• RECORDS SHOWN:
══════
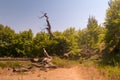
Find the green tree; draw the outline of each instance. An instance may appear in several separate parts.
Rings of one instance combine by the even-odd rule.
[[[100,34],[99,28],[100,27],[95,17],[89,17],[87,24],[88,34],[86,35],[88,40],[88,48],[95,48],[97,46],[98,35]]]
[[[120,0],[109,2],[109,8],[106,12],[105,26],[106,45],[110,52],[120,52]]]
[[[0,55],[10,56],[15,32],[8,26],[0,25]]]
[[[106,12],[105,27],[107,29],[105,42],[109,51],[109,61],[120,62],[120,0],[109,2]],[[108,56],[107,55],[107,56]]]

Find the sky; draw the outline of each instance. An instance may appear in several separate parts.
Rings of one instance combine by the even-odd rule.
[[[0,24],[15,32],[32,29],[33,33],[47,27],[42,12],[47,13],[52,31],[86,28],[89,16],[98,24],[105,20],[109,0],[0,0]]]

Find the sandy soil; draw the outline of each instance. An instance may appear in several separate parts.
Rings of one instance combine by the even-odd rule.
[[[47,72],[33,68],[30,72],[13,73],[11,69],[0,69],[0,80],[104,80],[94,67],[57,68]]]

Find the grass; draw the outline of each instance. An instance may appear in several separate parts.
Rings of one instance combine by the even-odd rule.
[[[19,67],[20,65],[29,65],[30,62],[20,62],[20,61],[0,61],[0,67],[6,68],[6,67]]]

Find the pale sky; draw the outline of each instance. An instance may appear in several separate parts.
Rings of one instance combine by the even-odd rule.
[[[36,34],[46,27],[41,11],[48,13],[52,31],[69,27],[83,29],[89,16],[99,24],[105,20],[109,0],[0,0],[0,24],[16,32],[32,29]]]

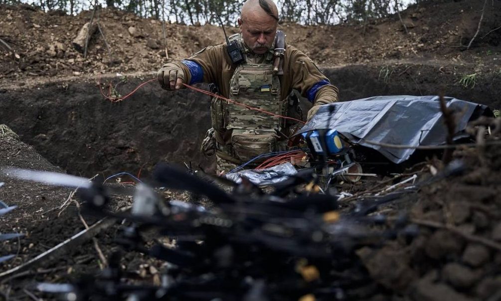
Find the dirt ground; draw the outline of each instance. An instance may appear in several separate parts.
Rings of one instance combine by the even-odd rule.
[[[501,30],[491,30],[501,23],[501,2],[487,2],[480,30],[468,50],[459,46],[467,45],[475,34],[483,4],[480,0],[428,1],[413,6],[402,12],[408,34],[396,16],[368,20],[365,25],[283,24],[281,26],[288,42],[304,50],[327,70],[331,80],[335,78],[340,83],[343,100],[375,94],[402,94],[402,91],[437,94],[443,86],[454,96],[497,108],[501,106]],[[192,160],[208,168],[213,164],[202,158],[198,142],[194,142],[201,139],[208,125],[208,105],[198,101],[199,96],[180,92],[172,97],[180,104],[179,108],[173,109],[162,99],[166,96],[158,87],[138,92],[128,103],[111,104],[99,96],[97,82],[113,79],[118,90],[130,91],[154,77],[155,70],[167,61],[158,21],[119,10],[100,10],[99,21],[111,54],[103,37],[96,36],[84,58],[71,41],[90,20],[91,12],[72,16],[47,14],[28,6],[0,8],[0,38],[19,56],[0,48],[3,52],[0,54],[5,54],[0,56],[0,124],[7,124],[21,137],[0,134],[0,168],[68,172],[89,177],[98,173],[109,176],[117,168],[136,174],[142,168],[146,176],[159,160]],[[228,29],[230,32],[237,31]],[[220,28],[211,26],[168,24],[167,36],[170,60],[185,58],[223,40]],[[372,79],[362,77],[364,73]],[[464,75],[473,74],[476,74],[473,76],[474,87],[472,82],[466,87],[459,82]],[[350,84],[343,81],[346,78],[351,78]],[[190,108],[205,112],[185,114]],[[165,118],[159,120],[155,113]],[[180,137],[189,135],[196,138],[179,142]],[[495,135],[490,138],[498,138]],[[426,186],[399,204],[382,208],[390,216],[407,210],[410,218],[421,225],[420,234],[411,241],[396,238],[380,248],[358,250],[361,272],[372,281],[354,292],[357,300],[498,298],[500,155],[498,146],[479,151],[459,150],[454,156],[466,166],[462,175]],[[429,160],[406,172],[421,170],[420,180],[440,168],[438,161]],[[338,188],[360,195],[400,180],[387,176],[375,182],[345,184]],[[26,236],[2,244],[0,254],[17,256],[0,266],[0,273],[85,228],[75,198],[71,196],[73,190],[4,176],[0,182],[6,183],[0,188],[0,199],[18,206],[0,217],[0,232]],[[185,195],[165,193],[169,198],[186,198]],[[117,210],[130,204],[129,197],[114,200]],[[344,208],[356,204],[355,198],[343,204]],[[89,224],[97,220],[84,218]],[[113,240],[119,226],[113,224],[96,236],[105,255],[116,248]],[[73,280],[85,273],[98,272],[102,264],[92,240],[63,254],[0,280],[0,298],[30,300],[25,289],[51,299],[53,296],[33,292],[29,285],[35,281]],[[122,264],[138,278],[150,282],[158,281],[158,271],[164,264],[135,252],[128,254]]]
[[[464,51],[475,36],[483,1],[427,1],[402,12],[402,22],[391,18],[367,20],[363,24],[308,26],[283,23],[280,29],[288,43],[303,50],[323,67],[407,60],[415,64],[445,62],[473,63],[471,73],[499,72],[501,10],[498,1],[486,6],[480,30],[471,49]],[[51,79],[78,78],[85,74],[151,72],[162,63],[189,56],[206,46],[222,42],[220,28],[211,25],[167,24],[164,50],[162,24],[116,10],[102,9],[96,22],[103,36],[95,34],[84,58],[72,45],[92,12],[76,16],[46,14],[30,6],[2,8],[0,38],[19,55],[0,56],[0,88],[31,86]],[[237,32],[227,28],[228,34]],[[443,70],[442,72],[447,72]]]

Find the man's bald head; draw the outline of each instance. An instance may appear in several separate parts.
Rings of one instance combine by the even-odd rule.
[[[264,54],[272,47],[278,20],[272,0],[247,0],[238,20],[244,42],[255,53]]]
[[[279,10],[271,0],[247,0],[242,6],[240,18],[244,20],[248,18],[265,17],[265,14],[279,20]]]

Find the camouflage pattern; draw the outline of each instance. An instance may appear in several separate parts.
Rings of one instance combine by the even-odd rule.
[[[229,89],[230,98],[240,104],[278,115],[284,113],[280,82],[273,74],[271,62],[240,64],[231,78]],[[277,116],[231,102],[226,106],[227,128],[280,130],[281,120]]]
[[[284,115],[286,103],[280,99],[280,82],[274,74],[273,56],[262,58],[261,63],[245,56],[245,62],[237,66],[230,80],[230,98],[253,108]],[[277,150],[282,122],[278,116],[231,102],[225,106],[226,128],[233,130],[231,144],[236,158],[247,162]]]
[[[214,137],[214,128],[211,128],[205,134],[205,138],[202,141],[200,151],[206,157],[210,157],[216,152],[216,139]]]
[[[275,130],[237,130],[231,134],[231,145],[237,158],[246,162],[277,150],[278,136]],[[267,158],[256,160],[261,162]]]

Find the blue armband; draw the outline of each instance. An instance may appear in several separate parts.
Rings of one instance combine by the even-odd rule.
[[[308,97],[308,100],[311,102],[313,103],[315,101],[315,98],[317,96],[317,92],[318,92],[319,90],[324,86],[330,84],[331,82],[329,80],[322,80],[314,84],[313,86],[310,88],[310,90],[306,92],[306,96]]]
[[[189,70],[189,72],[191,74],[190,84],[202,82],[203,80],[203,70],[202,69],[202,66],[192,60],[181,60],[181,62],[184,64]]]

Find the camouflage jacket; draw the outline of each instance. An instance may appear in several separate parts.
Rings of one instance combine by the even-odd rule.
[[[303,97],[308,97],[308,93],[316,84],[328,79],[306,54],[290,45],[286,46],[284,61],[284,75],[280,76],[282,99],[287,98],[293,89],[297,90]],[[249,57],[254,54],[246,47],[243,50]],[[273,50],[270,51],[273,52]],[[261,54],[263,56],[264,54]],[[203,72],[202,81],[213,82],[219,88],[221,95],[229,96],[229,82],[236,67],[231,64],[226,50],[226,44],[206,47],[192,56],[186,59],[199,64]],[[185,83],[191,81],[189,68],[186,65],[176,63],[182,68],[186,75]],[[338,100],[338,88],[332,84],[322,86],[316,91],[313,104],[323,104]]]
══════
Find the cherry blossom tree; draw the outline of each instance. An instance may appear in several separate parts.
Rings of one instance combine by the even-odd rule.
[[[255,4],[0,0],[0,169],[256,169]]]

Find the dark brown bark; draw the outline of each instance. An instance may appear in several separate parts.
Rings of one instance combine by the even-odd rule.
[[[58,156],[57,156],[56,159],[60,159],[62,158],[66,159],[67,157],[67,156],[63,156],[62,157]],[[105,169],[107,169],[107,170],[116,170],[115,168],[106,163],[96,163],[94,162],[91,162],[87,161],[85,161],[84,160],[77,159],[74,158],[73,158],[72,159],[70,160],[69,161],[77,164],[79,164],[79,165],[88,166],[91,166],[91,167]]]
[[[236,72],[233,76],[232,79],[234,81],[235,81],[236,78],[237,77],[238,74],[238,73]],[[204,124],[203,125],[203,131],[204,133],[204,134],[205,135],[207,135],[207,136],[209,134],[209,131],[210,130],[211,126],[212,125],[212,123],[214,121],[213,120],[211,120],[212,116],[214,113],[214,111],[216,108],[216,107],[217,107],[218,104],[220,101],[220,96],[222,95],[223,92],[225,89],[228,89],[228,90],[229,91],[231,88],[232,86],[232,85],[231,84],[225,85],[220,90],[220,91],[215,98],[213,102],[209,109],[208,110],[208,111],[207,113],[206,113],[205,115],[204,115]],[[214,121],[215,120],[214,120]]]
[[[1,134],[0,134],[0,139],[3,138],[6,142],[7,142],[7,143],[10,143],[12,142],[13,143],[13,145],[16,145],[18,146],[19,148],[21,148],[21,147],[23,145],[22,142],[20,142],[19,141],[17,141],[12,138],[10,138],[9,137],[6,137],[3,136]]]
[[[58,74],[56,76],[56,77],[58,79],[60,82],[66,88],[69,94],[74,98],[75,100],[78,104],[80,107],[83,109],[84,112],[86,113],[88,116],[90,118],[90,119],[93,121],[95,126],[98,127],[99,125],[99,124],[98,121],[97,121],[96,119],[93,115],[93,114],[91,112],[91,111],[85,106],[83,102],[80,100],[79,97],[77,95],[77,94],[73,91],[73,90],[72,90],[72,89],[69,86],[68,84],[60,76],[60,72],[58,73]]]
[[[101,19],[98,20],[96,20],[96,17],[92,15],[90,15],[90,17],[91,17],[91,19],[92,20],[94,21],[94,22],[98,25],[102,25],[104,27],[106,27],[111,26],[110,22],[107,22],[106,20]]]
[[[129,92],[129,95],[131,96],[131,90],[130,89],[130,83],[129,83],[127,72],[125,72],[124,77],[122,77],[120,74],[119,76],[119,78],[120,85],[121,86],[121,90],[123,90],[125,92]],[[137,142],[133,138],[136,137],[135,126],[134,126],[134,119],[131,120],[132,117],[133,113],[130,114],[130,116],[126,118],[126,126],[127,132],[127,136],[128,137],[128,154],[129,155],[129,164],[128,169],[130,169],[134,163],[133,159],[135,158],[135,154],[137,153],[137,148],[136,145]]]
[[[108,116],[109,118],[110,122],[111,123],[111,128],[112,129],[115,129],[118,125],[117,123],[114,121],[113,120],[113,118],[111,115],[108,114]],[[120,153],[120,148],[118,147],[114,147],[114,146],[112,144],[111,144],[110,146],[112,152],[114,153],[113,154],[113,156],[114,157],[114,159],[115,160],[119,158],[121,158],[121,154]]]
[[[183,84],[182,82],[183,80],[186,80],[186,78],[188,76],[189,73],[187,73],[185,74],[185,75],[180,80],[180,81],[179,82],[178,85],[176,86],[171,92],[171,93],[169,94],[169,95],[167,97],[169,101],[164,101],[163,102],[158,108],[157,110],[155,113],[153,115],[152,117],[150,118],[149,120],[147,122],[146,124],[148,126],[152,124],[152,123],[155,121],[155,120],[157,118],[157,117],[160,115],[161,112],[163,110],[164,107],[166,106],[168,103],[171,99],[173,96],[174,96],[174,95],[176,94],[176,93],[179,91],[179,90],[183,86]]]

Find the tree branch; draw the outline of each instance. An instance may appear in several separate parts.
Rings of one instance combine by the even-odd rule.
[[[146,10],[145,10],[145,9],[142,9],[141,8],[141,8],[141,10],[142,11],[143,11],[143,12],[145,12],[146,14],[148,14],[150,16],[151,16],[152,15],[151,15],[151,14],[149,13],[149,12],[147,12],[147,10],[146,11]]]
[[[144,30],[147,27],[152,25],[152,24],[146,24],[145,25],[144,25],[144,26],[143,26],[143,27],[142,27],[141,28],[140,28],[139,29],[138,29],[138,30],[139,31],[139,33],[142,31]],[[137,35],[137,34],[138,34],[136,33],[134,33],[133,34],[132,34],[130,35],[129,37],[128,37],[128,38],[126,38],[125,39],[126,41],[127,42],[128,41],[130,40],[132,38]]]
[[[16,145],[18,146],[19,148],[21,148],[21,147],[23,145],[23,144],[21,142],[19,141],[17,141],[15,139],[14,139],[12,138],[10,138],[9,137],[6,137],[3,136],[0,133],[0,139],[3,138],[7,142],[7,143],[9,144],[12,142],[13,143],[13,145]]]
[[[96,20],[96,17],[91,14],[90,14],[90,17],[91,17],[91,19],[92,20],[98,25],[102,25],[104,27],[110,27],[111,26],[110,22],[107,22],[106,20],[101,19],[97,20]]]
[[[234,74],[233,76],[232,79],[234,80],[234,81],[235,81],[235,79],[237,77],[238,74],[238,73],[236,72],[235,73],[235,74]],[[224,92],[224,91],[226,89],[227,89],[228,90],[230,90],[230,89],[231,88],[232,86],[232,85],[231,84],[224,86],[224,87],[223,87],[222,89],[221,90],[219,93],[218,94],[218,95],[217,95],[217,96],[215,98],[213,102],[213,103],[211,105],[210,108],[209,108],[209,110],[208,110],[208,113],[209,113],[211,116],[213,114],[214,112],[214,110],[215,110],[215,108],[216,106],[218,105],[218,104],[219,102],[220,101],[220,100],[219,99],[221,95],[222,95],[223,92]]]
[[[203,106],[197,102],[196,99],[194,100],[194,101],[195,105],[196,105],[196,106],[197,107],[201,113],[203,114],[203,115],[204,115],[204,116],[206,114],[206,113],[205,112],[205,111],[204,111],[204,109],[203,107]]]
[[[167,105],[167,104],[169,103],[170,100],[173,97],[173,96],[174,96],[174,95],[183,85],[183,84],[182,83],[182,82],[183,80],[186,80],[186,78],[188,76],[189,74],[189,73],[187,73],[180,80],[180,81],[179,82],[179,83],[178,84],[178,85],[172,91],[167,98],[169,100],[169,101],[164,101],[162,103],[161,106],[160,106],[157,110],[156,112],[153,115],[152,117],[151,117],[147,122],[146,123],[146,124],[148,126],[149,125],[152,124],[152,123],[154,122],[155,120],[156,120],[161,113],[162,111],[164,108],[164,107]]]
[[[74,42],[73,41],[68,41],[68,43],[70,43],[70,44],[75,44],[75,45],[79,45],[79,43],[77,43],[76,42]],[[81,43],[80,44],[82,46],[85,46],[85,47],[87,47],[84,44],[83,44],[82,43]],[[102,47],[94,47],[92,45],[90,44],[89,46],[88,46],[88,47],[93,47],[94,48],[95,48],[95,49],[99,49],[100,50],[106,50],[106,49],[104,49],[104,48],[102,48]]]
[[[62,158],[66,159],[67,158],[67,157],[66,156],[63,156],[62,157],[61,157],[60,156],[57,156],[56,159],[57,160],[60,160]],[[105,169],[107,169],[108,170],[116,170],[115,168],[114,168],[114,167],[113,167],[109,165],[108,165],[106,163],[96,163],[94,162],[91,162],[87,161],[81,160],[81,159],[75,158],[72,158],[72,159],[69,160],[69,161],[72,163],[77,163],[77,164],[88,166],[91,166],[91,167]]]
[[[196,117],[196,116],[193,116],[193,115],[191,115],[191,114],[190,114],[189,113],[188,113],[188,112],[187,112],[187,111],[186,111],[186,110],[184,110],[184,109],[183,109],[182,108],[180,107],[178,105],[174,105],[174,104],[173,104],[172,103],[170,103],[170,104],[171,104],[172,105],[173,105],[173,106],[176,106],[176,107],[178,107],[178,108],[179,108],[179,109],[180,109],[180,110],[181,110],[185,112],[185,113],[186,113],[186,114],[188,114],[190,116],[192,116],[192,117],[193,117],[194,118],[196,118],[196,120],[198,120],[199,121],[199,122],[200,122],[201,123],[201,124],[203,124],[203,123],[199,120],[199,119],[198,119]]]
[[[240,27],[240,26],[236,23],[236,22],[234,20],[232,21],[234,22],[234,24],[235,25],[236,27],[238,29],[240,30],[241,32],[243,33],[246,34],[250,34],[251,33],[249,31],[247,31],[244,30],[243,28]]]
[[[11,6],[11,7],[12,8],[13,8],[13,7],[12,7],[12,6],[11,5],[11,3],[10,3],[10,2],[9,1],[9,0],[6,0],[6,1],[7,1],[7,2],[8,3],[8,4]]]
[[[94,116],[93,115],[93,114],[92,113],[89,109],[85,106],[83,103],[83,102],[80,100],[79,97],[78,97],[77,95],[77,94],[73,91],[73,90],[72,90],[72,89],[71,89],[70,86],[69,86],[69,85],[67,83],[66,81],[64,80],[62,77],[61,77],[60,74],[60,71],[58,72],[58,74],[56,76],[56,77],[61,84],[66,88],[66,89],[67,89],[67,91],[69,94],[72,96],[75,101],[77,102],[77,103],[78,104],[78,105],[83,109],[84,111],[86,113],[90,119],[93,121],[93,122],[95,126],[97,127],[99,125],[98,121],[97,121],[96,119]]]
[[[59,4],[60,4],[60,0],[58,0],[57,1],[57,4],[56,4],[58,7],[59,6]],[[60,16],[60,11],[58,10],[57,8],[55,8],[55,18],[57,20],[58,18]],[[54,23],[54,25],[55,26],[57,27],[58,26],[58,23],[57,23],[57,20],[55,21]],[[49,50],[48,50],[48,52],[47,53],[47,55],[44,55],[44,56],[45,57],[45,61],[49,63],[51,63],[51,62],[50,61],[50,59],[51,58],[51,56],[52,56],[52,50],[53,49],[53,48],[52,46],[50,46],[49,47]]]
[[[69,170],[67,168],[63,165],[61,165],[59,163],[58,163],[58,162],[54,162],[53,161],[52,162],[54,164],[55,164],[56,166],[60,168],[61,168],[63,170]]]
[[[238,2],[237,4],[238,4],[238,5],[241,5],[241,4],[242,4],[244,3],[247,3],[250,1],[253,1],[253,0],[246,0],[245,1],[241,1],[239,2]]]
══════
• WHAT IS REQUIRED: Render the lines as a Markdown table with the columns Row and Line, starting with the line containing "Find the cherry" and going on through the line containing "[[[255,4],[0,0],[0,169],[256,169]]]". Number each line in order and leave out any blank lines.

• RESPONSE:
| Row | Line |
|---|---|
| 1 | Find the cherry blossom tree; draw the outline of each instance. An instance may appear in several separate parts. |
| 2 | Rings of one instance combine by the even-odd rule. |
| 3 | [[[255,4],[0,0],[0,169],[256,169]]] |